Attività =
1) Nel racconto su Nedzad, quanti giorni di prigionia trascorre nel campo di Mitrovo Polje prima di essere liberato?
2) Scrivi il seguito del racconto su Nedzad, partendo subito dopo l'ultima frase.

Sezione testo =
La roccia nella foresta dove è nato Emir

A Nedzad le cose invece non vanno altrettanto bene, viene infatti catturato da una pattuglia di soldati serbi e rinchiuso nel campo di concentramento di Mitrovo Polje dove viene liberato dai caschi blu dell’ONU e dalla Croce Rossa solo dopo 256 giorni di prigionia. In quel momento Nedzad non ha più una casa ed è stato strappato dal suo territorio, con Srebrenica diventata parte della Repubblica Serba di Bosnia ed Erzegovina dopo gli accordi di Dayton.  Le Nazioni Unite gli forniscono però l’opportunità di ripartire, di ricominciare con una nuova vita per sé e per la sua famiglia lontano dagli orrori della guerra, e la scelta di Nedzad ricade sulla Finlandia. Il 16 Aprile 1996 arriva quindi a Jyvaskyla, una città di 135.000 abitanti situata 270 km a nord di Helsinki, dove 6 mesi dopo viene raggiunto dalla moglie e dai figli. E’ la prima volta che Nedzad rivede Emir dalla sua nascita, quasi un anno e mezzo dopo.

[Dati di ancoraggio delle espressioni]
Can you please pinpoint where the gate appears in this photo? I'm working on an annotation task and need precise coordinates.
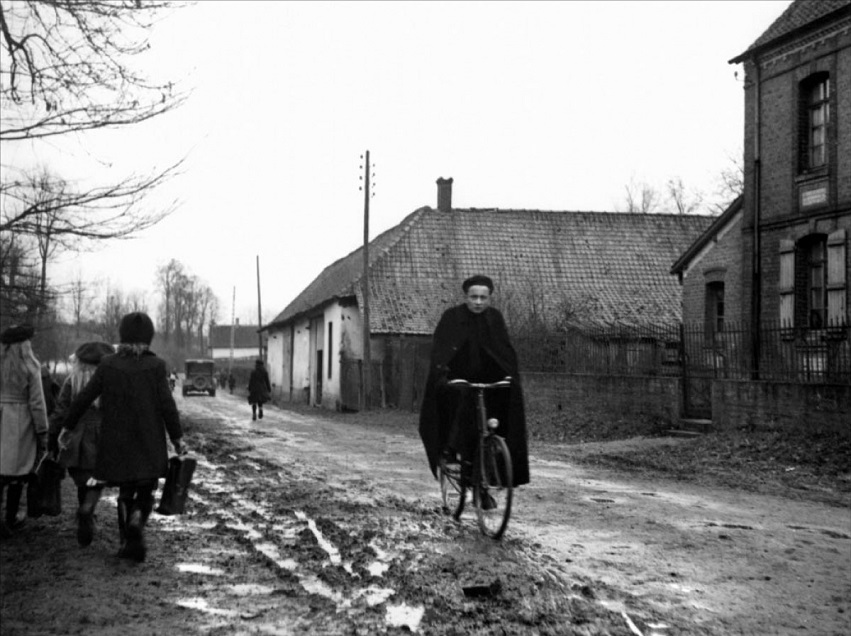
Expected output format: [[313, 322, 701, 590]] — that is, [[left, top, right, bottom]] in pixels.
[[680, 325, 717, 420]]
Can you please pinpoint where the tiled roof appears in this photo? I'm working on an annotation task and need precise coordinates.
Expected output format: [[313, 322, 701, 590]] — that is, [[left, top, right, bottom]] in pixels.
[[210, 325, 265, 349], [730, 0, 851, 63], [271, 207, 714, 334]]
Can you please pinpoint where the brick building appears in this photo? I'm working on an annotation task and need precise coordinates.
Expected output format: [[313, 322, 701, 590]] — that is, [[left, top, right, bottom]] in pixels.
[[671, 196, 744, 334], [730, 0, 851, 360]]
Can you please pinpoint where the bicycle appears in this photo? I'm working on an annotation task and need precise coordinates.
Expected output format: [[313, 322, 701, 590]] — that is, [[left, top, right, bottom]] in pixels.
[[438, 377, 514, 540]]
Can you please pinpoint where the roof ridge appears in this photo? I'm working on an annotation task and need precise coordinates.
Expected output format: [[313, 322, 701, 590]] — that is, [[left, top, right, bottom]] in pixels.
[[349, 205, 431, 287], [452, 208, 718, 218]]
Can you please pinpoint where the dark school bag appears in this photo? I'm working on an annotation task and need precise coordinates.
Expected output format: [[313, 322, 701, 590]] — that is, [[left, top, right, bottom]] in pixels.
[[157, 457, 198, 515]]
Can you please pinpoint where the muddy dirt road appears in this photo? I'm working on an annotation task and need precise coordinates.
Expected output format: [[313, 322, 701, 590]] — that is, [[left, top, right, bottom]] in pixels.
[[0, 394, 851, 636]]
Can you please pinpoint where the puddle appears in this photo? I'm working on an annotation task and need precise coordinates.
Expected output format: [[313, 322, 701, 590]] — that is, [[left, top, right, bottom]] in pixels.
[[174, 563, 225, 576], [230, 583, 275, 596], [175, 597, 237, 616], [356, 586, 396, 607], [295, 510, 342, 565], [385, 603, 425, 633]]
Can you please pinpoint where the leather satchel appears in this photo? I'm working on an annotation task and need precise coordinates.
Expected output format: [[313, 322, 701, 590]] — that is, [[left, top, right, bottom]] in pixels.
[[27, 454, 65, 517], [157, 457, 198, 515]]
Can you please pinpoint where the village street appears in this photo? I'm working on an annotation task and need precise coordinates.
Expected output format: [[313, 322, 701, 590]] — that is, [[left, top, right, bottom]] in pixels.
[[2, 391, 851, 636]]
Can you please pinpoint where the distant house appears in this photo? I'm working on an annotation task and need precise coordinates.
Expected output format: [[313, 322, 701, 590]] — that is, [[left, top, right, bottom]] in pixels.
[[263, 179, 713, 409], [208, 321, 266, 360]]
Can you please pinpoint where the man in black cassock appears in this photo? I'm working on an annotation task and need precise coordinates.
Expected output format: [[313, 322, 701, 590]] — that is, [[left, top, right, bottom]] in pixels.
[[419, 275, 529, 486]]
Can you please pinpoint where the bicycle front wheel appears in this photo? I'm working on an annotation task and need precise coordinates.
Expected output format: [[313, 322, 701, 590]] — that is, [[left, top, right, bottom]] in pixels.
[[474, 435, 514, 540]]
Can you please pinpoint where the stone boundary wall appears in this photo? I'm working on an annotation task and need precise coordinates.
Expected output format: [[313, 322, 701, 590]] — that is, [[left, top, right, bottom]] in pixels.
[[523, 372, 851, 441], [712, 380, 851, 436], [522, 372, 680, 441]]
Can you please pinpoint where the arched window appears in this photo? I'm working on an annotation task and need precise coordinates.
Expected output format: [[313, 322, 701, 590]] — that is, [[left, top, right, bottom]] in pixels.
[[778, 229, 848, 329], [798, 73, 830, 172]]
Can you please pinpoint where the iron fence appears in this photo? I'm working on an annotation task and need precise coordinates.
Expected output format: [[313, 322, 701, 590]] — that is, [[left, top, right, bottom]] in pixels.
[[513, 322, 851, 384]]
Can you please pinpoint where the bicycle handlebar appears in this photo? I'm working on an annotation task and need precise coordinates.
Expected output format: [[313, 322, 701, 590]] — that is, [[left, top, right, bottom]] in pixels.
[[447, 375, 512, 389]]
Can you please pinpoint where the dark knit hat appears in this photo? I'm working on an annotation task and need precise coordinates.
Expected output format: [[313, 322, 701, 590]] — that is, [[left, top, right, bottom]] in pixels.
[[74, 342, 115, 364], [0, 325, 35, 344], [461, 274, 493, 294], [118, 311, 154, 345]]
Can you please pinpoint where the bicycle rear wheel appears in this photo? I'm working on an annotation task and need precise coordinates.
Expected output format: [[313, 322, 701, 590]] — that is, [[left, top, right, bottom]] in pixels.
[[475, 435, 514, 540], [437, 458, 467, 520]]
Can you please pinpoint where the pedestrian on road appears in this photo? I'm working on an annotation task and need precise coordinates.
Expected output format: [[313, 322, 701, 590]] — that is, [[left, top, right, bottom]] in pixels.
[[248, 358, 272, 421], [419, 275, 529, 486], [59, 312, 186, 561], [0, 325, 48, 538], [48, 342, 115, 547]]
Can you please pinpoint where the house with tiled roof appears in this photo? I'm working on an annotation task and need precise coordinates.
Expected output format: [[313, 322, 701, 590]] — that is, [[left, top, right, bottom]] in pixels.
[[263, 179, 713, 409], [730, 0, 851, 376], [671, 0, 851, 432], [208, 320, 266, 360]]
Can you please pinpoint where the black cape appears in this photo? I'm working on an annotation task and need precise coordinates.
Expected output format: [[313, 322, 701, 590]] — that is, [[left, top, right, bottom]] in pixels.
[[419, 305, 529, 486]]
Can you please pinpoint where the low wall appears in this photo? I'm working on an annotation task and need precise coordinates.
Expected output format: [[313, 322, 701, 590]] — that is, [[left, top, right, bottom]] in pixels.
[[712, 380, 851, 435], [523, 373, 680, 441]]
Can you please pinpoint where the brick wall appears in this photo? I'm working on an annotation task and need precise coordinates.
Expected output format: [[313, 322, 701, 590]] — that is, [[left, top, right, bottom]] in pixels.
[[741, 25, 851, 330], [712, 380, 851, 435]]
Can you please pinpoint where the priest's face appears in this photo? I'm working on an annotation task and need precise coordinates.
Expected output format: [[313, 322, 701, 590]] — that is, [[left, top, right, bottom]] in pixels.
[[464, 285, 491, 314]]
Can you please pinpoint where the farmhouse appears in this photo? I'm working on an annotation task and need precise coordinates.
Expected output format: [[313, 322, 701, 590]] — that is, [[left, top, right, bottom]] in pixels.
[[263, 179, 713, 409]]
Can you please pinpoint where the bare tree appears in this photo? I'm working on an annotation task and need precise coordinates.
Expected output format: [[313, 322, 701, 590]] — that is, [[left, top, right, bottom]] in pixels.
[[155, 259, 183, 342], [665, 177, 703, 214], [622, 177, 660, 214], [0, 233, 43, 328], [0, 0, 186, 141], [715, 152, 745, 212], [68, 272, 92, 336]]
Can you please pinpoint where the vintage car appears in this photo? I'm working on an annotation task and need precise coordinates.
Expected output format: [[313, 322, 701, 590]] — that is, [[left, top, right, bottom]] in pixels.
[[183, 358, 216, 397]]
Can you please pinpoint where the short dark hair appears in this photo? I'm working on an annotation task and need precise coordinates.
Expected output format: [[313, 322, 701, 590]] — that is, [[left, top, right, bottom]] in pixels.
[[461, 274, 493, 294]]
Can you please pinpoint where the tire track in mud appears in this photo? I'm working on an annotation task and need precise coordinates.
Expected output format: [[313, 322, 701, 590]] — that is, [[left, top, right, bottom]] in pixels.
[[173, 408, 676, 635]]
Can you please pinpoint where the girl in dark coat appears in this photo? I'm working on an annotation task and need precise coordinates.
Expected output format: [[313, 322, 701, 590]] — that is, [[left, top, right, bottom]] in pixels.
[[0, 325, 47, 537], [248, 360, 272, 420], [59, 312, 186, 561], [49, 342, 115, 546]]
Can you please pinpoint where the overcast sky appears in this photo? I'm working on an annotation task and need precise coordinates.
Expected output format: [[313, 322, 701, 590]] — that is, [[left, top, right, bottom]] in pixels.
[[30, 0, 789, 324]]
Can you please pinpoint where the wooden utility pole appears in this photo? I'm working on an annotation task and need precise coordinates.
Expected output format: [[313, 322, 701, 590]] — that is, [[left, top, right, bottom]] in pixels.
[[257, 254, 266, 360], [361, 150, 372, 411], [228, 287, 236, 375]]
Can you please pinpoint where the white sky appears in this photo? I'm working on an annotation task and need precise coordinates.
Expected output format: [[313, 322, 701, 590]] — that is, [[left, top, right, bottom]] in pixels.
[[28, 0, 800, 324]]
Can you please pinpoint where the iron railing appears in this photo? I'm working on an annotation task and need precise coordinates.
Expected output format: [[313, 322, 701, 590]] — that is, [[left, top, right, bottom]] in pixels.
[[512, 322, 851, 384]]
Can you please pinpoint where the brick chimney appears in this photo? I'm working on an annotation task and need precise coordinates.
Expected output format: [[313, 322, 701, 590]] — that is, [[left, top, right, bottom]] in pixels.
[[437, 177, 452, 212]]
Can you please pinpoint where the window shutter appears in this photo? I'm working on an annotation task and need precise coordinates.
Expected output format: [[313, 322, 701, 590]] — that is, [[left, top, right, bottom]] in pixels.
[[777, 239, 795, 327], [827, 230, 848, 327]]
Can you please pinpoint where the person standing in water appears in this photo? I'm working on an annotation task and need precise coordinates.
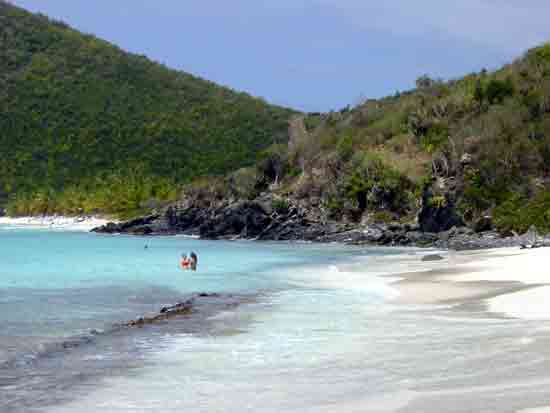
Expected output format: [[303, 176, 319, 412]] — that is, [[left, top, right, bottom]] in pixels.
[[191, 251, 199, 271], [180, 254, 191, 270]]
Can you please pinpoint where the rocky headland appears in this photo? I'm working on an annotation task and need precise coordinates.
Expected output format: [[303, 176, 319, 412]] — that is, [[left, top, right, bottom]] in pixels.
[[93, 193, 550, 250]]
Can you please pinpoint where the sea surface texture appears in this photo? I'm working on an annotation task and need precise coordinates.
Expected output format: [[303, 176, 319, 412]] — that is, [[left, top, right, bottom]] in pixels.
[[0, 225, 550, 413]]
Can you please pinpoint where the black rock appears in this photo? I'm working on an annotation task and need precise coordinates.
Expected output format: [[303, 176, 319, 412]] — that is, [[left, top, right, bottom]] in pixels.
[[422, 254, 445, 262]]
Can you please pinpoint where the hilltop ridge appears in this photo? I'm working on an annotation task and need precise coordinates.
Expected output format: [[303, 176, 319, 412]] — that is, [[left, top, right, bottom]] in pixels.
[[0, 1, 298, 214]]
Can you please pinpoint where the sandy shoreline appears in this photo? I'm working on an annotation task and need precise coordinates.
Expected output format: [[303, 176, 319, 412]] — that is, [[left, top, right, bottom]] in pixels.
[[0, 215, 113, 232], [391, 248, 550, 320]]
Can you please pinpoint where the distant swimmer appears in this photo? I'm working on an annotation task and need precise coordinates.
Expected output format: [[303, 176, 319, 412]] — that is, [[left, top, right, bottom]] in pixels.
[[180, 254, 191, 270], [191, 251, 199, 271]]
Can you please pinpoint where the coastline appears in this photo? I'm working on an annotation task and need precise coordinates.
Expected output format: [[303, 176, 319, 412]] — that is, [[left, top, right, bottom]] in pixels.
[[0, 215, 113, 232], [390, 248, 550, 320]]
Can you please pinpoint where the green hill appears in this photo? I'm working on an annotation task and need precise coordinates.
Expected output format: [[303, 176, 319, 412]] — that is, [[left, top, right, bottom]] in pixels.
[[215, 44, 550, 233], [0, 0, 291, 214]]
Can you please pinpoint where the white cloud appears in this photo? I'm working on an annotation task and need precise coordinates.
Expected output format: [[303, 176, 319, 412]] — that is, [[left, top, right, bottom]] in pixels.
[[311, 0, 550, 52]]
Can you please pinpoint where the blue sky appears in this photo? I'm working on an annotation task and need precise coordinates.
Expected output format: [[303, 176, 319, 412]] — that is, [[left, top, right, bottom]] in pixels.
[[12, 0, 550, 111]]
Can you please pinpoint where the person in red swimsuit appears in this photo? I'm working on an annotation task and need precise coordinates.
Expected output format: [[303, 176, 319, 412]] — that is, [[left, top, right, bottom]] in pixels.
[[180, 254, 191, 270]]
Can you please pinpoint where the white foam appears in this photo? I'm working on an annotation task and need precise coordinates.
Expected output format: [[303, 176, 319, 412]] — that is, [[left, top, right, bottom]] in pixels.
[[0, 215, 113, 231]]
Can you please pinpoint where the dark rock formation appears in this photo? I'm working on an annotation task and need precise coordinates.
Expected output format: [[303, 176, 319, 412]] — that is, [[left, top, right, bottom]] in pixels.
[[122, 293, 219, 327], [418, 190, 464, 233], [89, 194, 544, 249]]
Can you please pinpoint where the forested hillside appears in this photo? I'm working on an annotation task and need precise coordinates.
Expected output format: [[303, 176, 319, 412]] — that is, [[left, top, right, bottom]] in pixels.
[[0, 0, 291, 214], [187, 44, 550, 234]]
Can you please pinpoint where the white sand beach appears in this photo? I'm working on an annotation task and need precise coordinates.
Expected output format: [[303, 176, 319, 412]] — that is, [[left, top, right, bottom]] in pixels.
[[392, 248, 550, 320], [0, 215, 116, 231]]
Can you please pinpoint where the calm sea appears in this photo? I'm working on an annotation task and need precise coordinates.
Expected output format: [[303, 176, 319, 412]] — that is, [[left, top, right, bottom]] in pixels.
[[0, 225, 550, 413]]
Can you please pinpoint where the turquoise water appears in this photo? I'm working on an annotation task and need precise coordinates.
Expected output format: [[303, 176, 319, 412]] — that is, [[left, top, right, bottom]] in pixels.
[[0, 226, 550, 413]]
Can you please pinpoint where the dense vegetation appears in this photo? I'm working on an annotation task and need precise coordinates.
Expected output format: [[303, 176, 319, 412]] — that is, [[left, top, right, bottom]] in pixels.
[[213, 44, 550, 233], [4, 0, 550, 233], [0, 0, 291, 214]]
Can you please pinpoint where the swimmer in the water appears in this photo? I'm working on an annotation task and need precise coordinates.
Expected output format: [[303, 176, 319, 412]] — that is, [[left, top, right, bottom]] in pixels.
[[180, 254, 191, 270], [191, 251, 199, 271]]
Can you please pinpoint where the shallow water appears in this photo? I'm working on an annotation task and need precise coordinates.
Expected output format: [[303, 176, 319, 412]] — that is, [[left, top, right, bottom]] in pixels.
[[0, 227, 550, 413]]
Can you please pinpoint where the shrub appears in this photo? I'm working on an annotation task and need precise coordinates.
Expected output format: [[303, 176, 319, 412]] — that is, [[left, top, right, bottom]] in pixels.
[[271, 198, 290, 215]]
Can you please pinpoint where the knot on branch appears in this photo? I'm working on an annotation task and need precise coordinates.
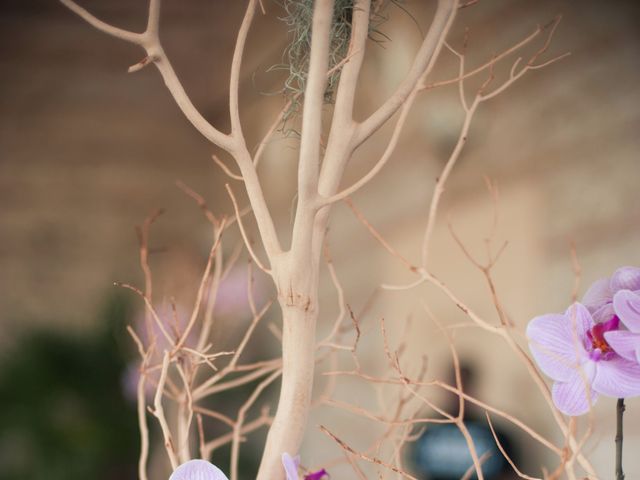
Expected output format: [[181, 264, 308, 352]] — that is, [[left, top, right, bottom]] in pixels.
[[127, 55, 160, 73]]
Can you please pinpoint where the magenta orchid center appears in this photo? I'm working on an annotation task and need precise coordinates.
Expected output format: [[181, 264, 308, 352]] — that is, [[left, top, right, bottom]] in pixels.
[[587, 315, 620, 361]]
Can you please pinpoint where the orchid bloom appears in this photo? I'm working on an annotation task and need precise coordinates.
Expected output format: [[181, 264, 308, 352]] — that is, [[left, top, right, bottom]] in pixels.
[[282, 452, 329, 480], [605, 290, 640, 363], [583, 267, 640, 363], [582, 267, 640, 322], [527, 303, 640, 416], [169, 460, 229, 480]]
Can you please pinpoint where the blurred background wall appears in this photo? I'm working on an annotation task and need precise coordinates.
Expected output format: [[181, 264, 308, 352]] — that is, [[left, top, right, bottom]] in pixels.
[[0, 0, 640, 478]]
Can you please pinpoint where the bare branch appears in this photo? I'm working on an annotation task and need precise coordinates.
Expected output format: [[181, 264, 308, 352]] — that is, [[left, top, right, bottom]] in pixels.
[[230, 0, 256, 136], [355, 0, 458, 146], [225, 183, 271, 275], [60, 0, 144, 45]]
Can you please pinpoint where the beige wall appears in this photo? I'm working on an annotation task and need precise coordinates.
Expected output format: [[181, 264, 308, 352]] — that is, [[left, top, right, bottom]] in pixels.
[[0, 0, 640, 478]]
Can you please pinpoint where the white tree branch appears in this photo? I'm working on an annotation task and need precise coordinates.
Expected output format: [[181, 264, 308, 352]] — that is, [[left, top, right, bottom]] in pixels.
[[291, 0, 333, 256], [355, 0, 458, 146]]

Risultati attesi =
1) 256 giorni.

2)
IMG_1163

Emir al memoriale di Srebrenica a Potocari

La vita a Jyvaskyla inizia a riprendere, Nedzdad trova un impiego come tecnico informatico e fa l’allenatore di calcio, Semir ed Emir crescono integrandosi nel nuovo contesto, due bambini come altri in una tranquilla cittadina circondata da conifere. Nel 2000 arriva purtroppo un’altra prova difficile per la famiglia, con la mamma che viene a mancare dopo una malattia, lasciando a Nedzad il compito di crescere da solo un figlio adolescente ed uno di nemmeno 5 anni. Nel 2001 i Sulejmanovic ottengono il passaporto Finlandese, ed un anno dopo si trasferiscono a Turku, in quella che è stata la loro casa fino al 2011 (ed è ancora quella del fratello maggiore Semir).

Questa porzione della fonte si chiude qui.